*** Opening of RECORDS TO USE ***
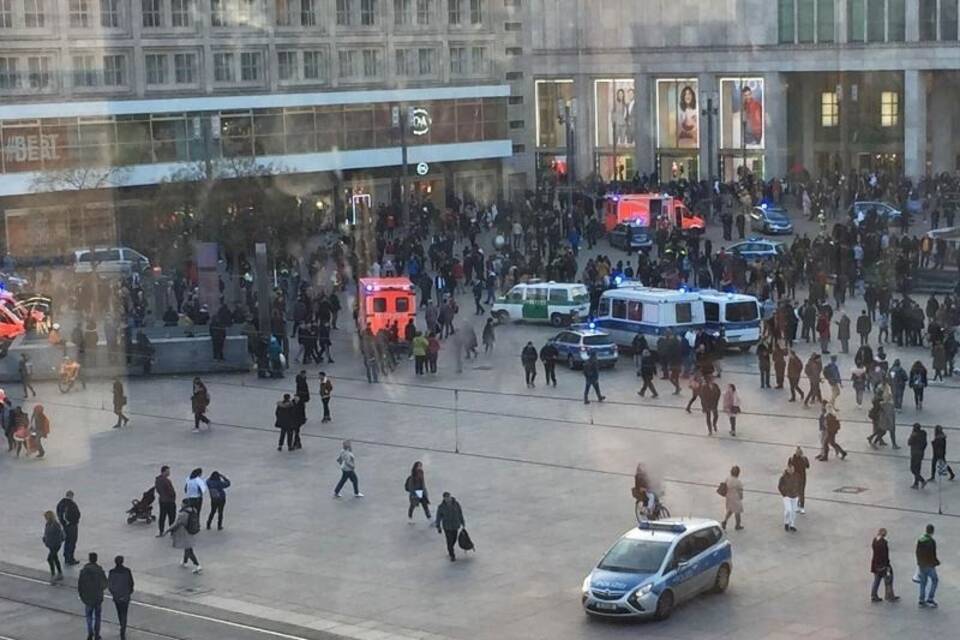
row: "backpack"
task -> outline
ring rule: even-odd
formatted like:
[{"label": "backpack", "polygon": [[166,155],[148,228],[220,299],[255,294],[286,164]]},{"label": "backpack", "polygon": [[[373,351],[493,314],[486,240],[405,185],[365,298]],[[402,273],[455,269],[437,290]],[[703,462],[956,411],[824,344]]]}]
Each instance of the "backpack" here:
[{"label": "backpack", "polygon": [[720,484],[717,485],[717,495],[718,495],[718,496],[722,496],[722,497],[724,497],[724,498],[727,497],[727,483],[726,483],[726,482],[721,482]]},{"label": "backpack", "polygon": [[200,533],[200,512],[196,509],[191,509],[187,517],[187,533],[192,536]]},{"label": "backpack", "polygon": [[460,545],[460,548],[464,551],[473,551],[473,540],[470,539],[470,534],[467,533],[466,529],[460,529],[460,534],[457,536],[457,544]]}]

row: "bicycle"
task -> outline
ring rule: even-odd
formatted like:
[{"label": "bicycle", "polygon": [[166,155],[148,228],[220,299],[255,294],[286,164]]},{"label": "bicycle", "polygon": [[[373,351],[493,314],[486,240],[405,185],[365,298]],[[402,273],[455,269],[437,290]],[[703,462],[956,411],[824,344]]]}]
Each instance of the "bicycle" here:
[{"label": "bicycle", "polygon": [[57,381],[57,388],[60,393],[69,393],[73,385],[80,377],[80,365],[77,363],[64,363],[60,365],[60,377]]},{"label": "bicycle", "polygon": [[653,522],[670,517],[670,509],[668,509],[667,506],[659,500],[656,502],[652,514],[647,515],[645,509],[646,506],[640,500],[637,500],[636,504],[634,504],[633,511],[637,516],[637,524],[640,524],[644,521]]}]

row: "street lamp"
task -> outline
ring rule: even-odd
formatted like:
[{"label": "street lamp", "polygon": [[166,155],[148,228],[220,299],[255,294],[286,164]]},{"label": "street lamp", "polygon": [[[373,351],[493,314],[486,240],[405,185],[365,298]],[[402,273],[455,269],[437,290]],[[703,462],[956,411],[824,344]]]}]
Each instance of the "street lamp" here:
[{"label": "street lamp", "polygon": [[713,171],[713,119],[720,113],[720,109],[718,108],[719,103],[720,94],[716,91],[700,92],[700,104],[704,105],[703,109],[700,110],[700,115],[707,120],[707,174],[711,182],[713,182],[716,177]]},{"label": "street lamp", "polygon": [[[564,98],[557,99],[557,120],[560,124],[566,127],[566,142],[567,142],[567,211],[572,215],[573,214],[573,181],[575,171],[574,171],[574,160],[573,154],[575,152],[575,146],[573,142],[574,126],[577,121],[577,99],[571,98],[565,100]],[[560,218],[560,233],[563,233],[564,230],[564,221],[566,215],[561,216]]]}]

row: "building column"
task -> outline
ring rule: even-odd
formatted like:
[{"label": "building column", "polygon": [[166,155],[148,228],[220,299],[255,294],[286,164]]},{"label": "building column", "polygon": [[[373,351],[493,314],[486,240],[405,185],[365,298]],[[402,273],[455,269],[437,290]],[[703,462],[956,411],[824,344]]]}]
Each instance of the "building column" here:
[{"label": "building column", "polygon": [[[937,15],[940,15],[940,11],[937,11]],[[919,2],[908,2],[907,3],[907,15],[906,15],[906,39],[907,42],[919,42],[920,41],[920,3]]]},{"label": "building column", "polygon": [[[797,80],[799,82],[799,80]],[[813,83],[808,81],[808,85]],[[817,130],[817,122],[820,116],[820,110],[818,108],[818,103],[820,102],[820,96],[817,91],[811,90],[811,87],[804,86],[800,87],[801,104],[800,104],[800,128],[801,128],[801,149],[800,149],[800,162],[803,164],[804,169],[810,172],[810,175],[818,175],[816,171],[816,155],[814,154],[815,146],[815,133]],[[789,167],[788,167],[789,168]]]},{"label": "building column", "polygon": [[903,171],[918,179],[927,172],[927,82],[922,71],[903,72]]},{"label": "building column", "polygon": [[953,172],[953,118],[957,95],[949,82],[931,82],[930,118],[933,173]]},{"label": "building column", "polygon": [[763,76],[764,178],[787,174],[787,83],[783,73]]},{"label": "building column", "polygon": [[[717,76],[712,73],[701,73],[697,76],[697,106],[700,109],[700,179],[710,180],[720,175],[720,85]],[[707,100],[713,100],[713,108],[717,115],[703,115],[707,109]],[[711,125],[712,121],[712,125]],[[710,140],[710,127],[713,127],[713,140]],[[711,142],[713,147],[711,148]],[[710,163],[713,162],[713,175],[710,175]]]},{"label": "building column", "polygon": [[573,157],[576,162],[574,178],[580,182],[592,174],[596,168],[593,153],[593,79],[586,75],[578,75],[574,82],[573,91],[577,98],[577,115],[573,122]]},{"label": "building column", "polygon": [[838,0],[836,4],[834,23],[837,25],[836,39],[838,44],[846,44],[847,42],[847,2],[848,0]]},{"label": "building column", "polygon": [[642,175],[649,175],[654,169],[654,160],[656,154],[656,136],[654,127],[657,124],[653,121],[653,101],[657,99],[653,90],[653,78],[646,73],[640,73],[634,76],[633,80],[634,103],[633,103],[633,123],[634,123],[634,143],[635,157],[634,166]]}]

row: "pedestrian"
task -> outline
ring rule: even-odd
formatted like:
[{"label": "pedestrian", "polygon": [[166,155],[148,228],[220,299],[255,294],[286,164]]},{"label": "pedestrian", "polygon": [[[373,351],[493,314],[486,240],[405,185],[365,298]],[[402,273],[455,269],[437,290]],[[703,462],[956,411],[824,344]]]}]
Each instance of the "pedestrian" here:
[{"label": "pedestrian", "polygon": [[333,490],[333,497],[340,497],[340,490],[343,489],[343,485],[349,480],[350,484],[353,485],[353,497],[362,498],[363,494],[360,493],[360,481],[357,479],[357,458],[353,455],[353,445],[349,440],[343,441],[343,446],[337,455],[337,465],[340,466],[340,482],[337,483],[337,486]]},{"label": "pedestrian", "polygon": [[73,491],[67,491],[57,503],[57,520],[63,527],[63,561],[68,566],[80,564],[74,557],[77,538],[80,537],[80,507],[73,501]]},{"label": "pedestrian", "polygon": [[473,282],[473,304],[476,309],[474,315],[482,316],[484,314],[483,305],[480,304],[480,300],[483,298],[483,280],[477,278]]},{"label": "pedestrian", "polygon": [[947,350],[943,342],[935,342],[930,349],[930,355],[933,359],[933,381],[943,382],[943,374],[947,368]]},{"label": "pedestrian", "polygon": [[47,565],[50,567],[50,584],[63,580],[60,565],[60,547],[63,545],[63,527],[57,522],[53,511],[43,512],[43,546],[47,548]]},{"label": "pedestrian", "polygon": [[649,390],[654,398],[658,397],[657,388],[653,386],[653,379],[657,377],[657,358],[650,352],[650,349],[644,349],[640,353],[639,374],[643,380],[643,384],[640,386],[640,391],[637,391],[637,394],[643,398],[647,390]]},{"label": "pedestrian", "polygon": [[723,412],[727,414],[730,421],[730,435],[737,435],[737,414],[740,413],[740,396],[737,394],[737,387],[728,384],[723,392]]},{"label": "pedestrian", "polygon": [[770,347],[765,341],[757,345],[757,366],[760,368],[760,388],[770,388]]},{"label": "pedestrian", "polygon": [[923,489],[927,486],[927,480],[923,477],[922,471],[923,455],[927,451],[927,432],[919,422],[913,423],[913,430],[907,438],[907,446],[910,447],[910,473],[913,475],[913,484],[910,488]]},{"label": "pedestrian", "polygon": [[173,538],[173,548],[183,550],[180,566],[186,569],[189,561],[193,563],[194,573],[203,572],[203,567],[200,566],[194,551],[194,539],[200,533],[200,508],[193,506],[189,499],[184,498],[177,519],[166,533]]},{"label": "pedestrian", "polygon": [[163,530],[168,524],[173,524],[177,517],[177,491],[170,482],[170,467],[160,467],[160,475],[153,479],[153,491],[160,506],[160,517],[157,520],[160,527],[158,538],[163,537]]},{"label": "pedestrian", "polygon": [[836,411],[837,398],[840,397],[840,387],[842,386],[840,367],[837,366],[837,356],[830,356],[830,362],[823,368],[823,378],[830,387],[830,406]]},{"label": "pedestrian", "polygon": [[937,601],[933,598],[937,594],[937,585],[940,584],[937,576],[940,560],[937,558],[937,541],[933,539],[933,531],[933,525],[928,524],[926,532],[917,540],[917,577],[920,578],[920,600],[917,604],[921,607],[936,608]]},{"label": "pedestrian", "polygon": [[870,601],[882,602],[877,591],[883,581],[887,602],[896,602],[900,596],[893,593],[893,567],[890,565],[890,547],[887,545],[887,530],[880,528],[870,545],[873,557],[870,559],[870,573],[873,574],[873,586],[870,587]]},{"label": "pedestrian", "polygon": [[26,353],[20,353],[20,361],[17,363],[17,371],[20,372],[20,383],[23,385],[23,397],[28,398],[29,393],[37,397],[37,391],[33,388],[33,363]]},{"label": "pedestrian", "polygon": [[414,371],[418,376],[422,376],[427,372],[427,352],[430,350],[430,341],[418,331],[410,348],[413,353]]},{"label": "pedestrian", "polygon": [[600,393],[600,364],[597,362],[597,352],[591,351],[587,361],[583,363],[583,404],[590,404],[590,389],[597,394],[597,402],[603,402],[607,396]]},{"label": "pedestrian", "polygon": [[703,384],[700,385],[700,410],[703,411],[704,419],[707,421],[708,436],[717,432],[717,421],[720,419],[717,411],[720,395],[720,386],[710,377],[705,377]]},{"label": "pedestrian", "polygon": [[773,342],[773,353],[771,355],[773,359],[773,373],[774,378],[777,381],[777,389],[783,389],[783,379],[787,372],[787,351],[780,346],[780,342],[774,340]]},{"label": "pedestrian", "polygon": [[899,411],[903,409],[903,392],[907,389],[910,376],[903,370],[899,359],[893,361],[893,366],[890,367],[887,375],[890,377],[890,387],[893,391],[893,407]]},{"label": "pedestrian", "polygon": [[853,386],[857,406],[862,406],[863,393],[867,390],[867,370],[863,365],[857,365],[850,371],[850,384]]},{"label": "pedestrian", "polygon": [[493,328],[493,318],[487,318],[487,323],[483,325],[483,333],[480,336],[483,342],[483,353],[488,354],[493,351],[493,344],[497,341],[496,333]]},{"label": "pedestrian", "polygon": [[793,465],[787,463],[787,468],[780,476],[777,490],[783,498],[783,530],[797,530],[797,503],[800,498],[800,478]]},{"label": "pedestrian", "polygon": [[113,606],[117,608],[117,622],[120,623],[120,640],[127,640],[127,610],[133,595],[133,573],[123,564],[123,556],[113,559],[113,569],[107,574],[107,588],[113,596]]},{"label": "pedestrian", "polygon": [[724,508],[726,515],[723,516],[723,529],[727,529],[727,520],[733,516],[736,526],[734,529],[741,531],[743,524],[740,522],[740,516],[743,514],[743,482],[740,480],[740,467],[734,465],[730,469],[730,475],[721,484],[723,492],[720,494],[724,499]]},{"label": "pedestrian", "polygon": [[527,383],[528,389],[537,386],[537,348],[533,342],[528,341],[526,346],[520,352],[520,364],[523,365],[523,379]]},{"label": "pedestrian", "polygon": [[330,399],[333,397],[333,381],[325,371],[320,372],[320,404],[323,405],[323,419],[320,422],[330,422]]},{"label": "pedestrian", "polygon": [[437,373],[437,361],[440,359],[440,340],[437,334],[431,333],[427,336],[427,370]]},{"label": "pedestrian", "polygon": [[810,468],[810,460],[803,452],[803,448],[797,445],[796,451],[787,460],[787,464],[793,465],[793,472],[797,474],[797,484],[800,489],[800,495],[797,496],[797,513],[802,515],[807,512],[807,469]]},{"label": "pedestrian", "polygon": [[797,396],[800,396],[801,402],[805,395],[800,388],[800,376],[803,375],[803,360],[797,355],[797,352],[790,349],[790,358],[787,360],[787,380],[790,382],[790,402],[796,402]]},{"label": "pedestrian", "polygon": [[460,528],[466,524],[460,503],[450,495],[449,491],[444,491],[443,501],[437,508],[437,533],[443,533],[447,538],[447,555],[450,557],[450,562],[455,562],[457,559],[457,554],[454,552],[457,535]]},{"label": "pedestrian", "polygon": [[937,477],[937,464],[941,461],[943,461],[947,473],[950,474],[950,479],[956,478],[953,468],[947,464],[947,434],[943,432],[943,427],[939,424],[933,428],[933,440],[930,444],[933,449],[933,457],[930,458],[930,479],[928,482],[933,482],[934,478]]},{"label": "pedestrian", "polygon": [[183,495],[187,502],[197,510],[197,516],[203,511],[203,494],[207,493],[207,482],[203,479],[203,469],[197,467],[183,485]]},{"label": "pedestrian", "polygon": [[190,408],[193,410],[193,432],[200,432],[200,423],[210,428],[210,418],[207,417],[207,407],[210,406],[210,393],[207,385],[199,377],[193,379],[193,394],[190,396]]},{"label": "pedestrian", "polygon": [[413,512],[417,507],[423,507],[423,513],[427,516],[427,522],[430,522],[430,498],[427,495],[427,483],[423,476],[423,463],[417,460],[410,469],[410,475],[407,476],[403,488],[407,491],[407,497],[410,504],[407,507],[407,520],[413,524]]},{"label": "pedestrian", "polygon": [[872,329],[873,322],[870,321],[870,316],[867,314],[867,310],[864,309],[857,318],[857,335],[860,336],[861,347],[870,344],[870,331]]},{"label": "pedestrian", "polygon": [[687,383],[687,387],[690,389],[690,400],[687,402],[685,409],[687,413],[691,413],[690,407],[692,407],[693,403],[700,397],[701,386],[703,386],[703,374],[700,373],[699,369],[695,369],[693,375],[690,376],[690,382]]},{"label": "pedestrian", "polygon": [[113,379],[113,413],[117,416],[117,424],[114,429],[130,424],[130,418],[123,415],[123,408],[127,406],[127,395],[123,392],[123,383],[120,378]]},{"label": "pedestrian", "polygon": [[304,424],[307,422],[307,403],[310,402],[310,385],[307,384],[307,372],[304,369],[300,370],[300,373],[297,374],[294,378],[296,384],[296,397],[298,400],[299,408],[302,412],[302,418]]},{"label": "pedestrian", "polygon": [[820,449],[820,455],[817,456],[817,460],[826,462],[830,457],[829,453],[831,448],[840,456],[841,460],[846,460],[847,452],[837,444],[837,434],[840,432],[840,419],[837,418],[837,414],[833,408],[828,405],[826,400],[823,401],[822,407],[824,424],[823,446]]},{"label": "pedestrian", "polygon": [[552,342],[547,342],[540,347],[540,362],[543,363],[543,377],[546,383],[557,387],[557,360],[560,358],[560,351]]},{"label": "pedestrian", "polygon": [[280,429],[280,439],[277,440],[277,451],[283,451],[284,440],[287,442],[287,451],[293,451],[293,429],[297,419],[295,411],[296,407],[290,398],[290,394],[283,394],[283,398],[277,402],[277,407],[273,412],[275,417],[273,426]]},{"label": "pedestrian", "polygon": [[807,382],[810,384],[810,391],[807,392],[807,399],[803,401],[803,406],[807,407],[811,402],[822,402],[823,396],[820,394],[820,374],[823,373],[823,364],[820,360],[820,354],[813,353],[803,367],[803,372],[807,376]]},{"label": "pedestrian", "polygon": [[90,552],[77,578],[77,593],[83,602],[87,619],[87,640],[101,640],[100,615],[103,610],[103,592],[107,589],[107,575],[97,564],[97,554]]},{"label": "pedestrian", "polygon": [[33,407],[33,412],[30,415],[29,434],[29,448],[36,450],[37,457],[42,458],[46,455],[43,441],[50,435],[50,418],[44,413],[42,404]]},{"label": "pedestrian", "polygon": [[[838,285],[839,288],[839,285]],[[850,353],[850,316],[844,311],[837,321],[837,340],[840,341],[840,353]]]},{"label": "pedestrian", "polygon": [[927,388],[927,368],[917,360],[910,367],[910,388],[913,389],[913,404],[917,411],[923,411],[923,390]]},{"label": "pedestrian", "polygon": [[293,422],[290,425],[290,433],[293,437],[294,450],[303,449],[303,443],[300,441],[300,429],[307,424],[307,405],[300,400],[300,396],[290,398],[293,403],[293,411],[290,414]]},{"label": "pedestrian", "polygon": [[227,488],[230,479],[219,471],[214,471],[207,478],[207,490],[210,492],[210,515],[207,516],[207,531],[213,524],[213,516],[217,516],[217,531],[223,531],[223,508],[227,505]]}]

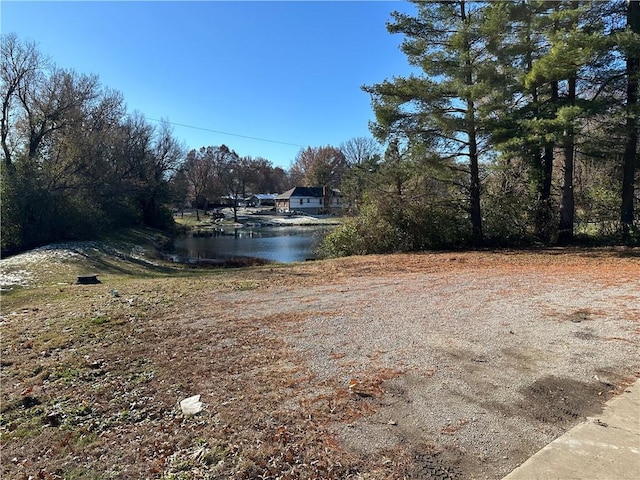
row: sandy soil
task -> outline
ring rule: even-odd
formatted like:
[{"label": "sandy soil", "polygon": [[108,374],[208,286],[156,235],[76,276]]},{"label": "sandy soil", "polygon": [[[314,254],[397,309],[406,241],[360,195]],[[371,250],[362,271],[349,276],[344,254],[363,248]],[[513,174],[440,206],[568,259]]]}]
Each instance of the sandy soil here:
[{"label": "sandy soil", "polygon": [[[2,312],[2,472],[502,478],[640,377],[638,255],[371,256],[52,290]],[[74,336],[78,319],[94,320]],[[184,418],[193,394],[205,410]]]}]

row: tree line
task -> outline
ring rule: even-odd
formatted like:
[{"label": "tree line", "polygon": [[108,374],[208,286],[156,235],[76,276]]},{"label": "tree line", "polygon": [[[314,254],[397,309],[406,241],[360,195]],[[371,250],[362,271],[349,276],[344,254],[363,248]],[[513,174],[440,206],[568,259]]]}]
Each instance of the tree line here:
[{"label": "tree line", "polygon": [[416,73],[363,87],[387,148],[329,253],[637,243],[640,2],[413,3],[387,29]]},{"label": "tree line", "polygon": [[289,175],[262,157],[241,157],[226,145],[201,147],[188,152],[172,181],[176,206],[199,208],[220,204],[226,197],[237,220],[238,202],[249,193],[282,192]]},{"label": "tree line", "polygon": [[237,220],[240,200],[255,193],[283,193],[296,186],[340,189],[351,168],[364,158],[377,155],[379,145],[372,138],[355,137],[339,147],[302,148],[291,168],[274,167],[262,157],[241,157],[226,145],[190,150],[177,167],[170,185],[176,207],[200,209],[229,205]]},{"label": "tree line", "polygon": [[15,34],[1,37],[1,252],[93,239],[125,227],[171,228],[172,210],[297,185],[338,187],[372,139],[308,147],[289,171],[226,145],[187,151],[166,121],[127,112],[97,76],[62,69]]},{"label": "tree line", "polygon": [[1,48],[2,253],[168,225],[183,156],[169,125],[127,113],[121,93],[15,34]]}]

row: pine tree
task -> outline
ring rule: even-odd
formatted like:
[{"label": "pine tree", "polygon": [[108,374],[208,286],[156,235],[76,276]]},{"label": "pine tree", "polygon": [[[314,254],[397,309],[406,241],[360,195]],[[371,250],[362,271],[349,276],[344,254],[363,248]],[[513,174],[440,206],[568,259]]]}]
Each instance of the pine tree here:
[{"label": "pine tree", "polygon": [[435,153],[466,176],[472,238],[483,241],[480,162],[497,74],[482,31],[486,4],[414,2],[417,16],[394,12],[389,32],[405,36],[402,51],[420,75],[364,87],[371,94],[381,141],[397,140]]},{"label": "pine tree", "polygon": [[486,23],[492,25],[491,52],[502,72],[504,103],[491,128],[493,147],[507,164],[519,159],[529,172],[534,234],[548,242],[553,232],[552,178],[556,144],[558,81],[529,80],[534,62],[549,50],[545,32],[553,6],[544,1],[492,2]]}]

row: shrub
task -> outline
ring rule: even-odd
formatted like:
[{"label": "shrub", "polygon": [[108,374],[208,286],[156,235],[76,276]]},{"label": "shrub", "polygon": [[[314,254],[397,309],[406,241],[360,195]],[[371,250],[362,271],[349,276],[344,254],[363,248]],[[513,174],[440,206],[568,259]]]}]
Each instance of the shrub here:
[{"label": "shrub", "polygon": [[367,198],[359,214],[329,233],[320,257],[341,257],[450,248],[468,243],[464,212],[414,202],[402,208]]},{"label": "shrub", "polygon": [[321,242],[320,257],[346,257],[394,251],[396,234],[372,203],[332,230]]}]

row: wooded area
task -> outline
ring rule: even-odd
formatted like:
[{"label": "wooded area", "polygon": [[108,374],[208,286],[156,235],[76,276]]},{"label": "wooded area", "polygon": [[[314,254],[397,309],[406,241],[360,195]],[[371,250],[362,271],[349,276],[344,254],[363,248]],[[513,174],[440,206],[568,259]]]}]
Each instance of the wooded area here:
[{"label": "wooded area", "polygon": [[363,87],[388,148],[329,251],[637,243],[639,2],[414,3],[387,28],[416,73]]},{"label": "wooded area", "polygon": [[350,205],[328,255],[638,244],[640,2],[414,3],[387,28],[416,73],[362,87],[377,141],[310,146],[289,171],[225,145],[187,152],[97,77],[3,36],[2,253],[296,185]]},{"label": "wooded area", "polygon": [[1,74],[3,254],[172,222],[183,149],[166,123],[128,114],[120,93],[15,35],[2,37]]}]

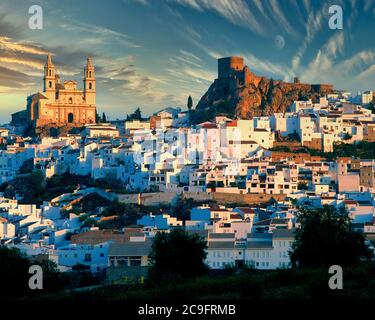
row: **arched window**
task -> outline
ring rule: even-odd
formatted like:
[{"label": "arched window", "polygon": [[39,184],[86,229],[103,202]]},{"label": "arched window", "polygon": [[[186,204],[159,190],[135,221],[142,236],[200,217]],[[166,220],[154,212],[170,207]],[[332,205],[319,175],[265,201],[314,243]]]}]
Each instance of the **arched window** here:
*** Close of RECORDS TO USE ***
AIM OF THE EXERCISE: Please return all lines above in which the string "window" is found.

WRITTEN SOLUTION:
row: **arched window**
[{"label": "arched window", "polygon": [[39,184],[86,229],[103,202]]},{"label": "arched window", "polygon": [[[186,204],[159,190],[135,221],[142,236],[200,217]],[[166,220],[154,212],[170,207]],[[332,205],[319,175],[265,201],[314,243]]]}]
Each instance of the **arched window** here:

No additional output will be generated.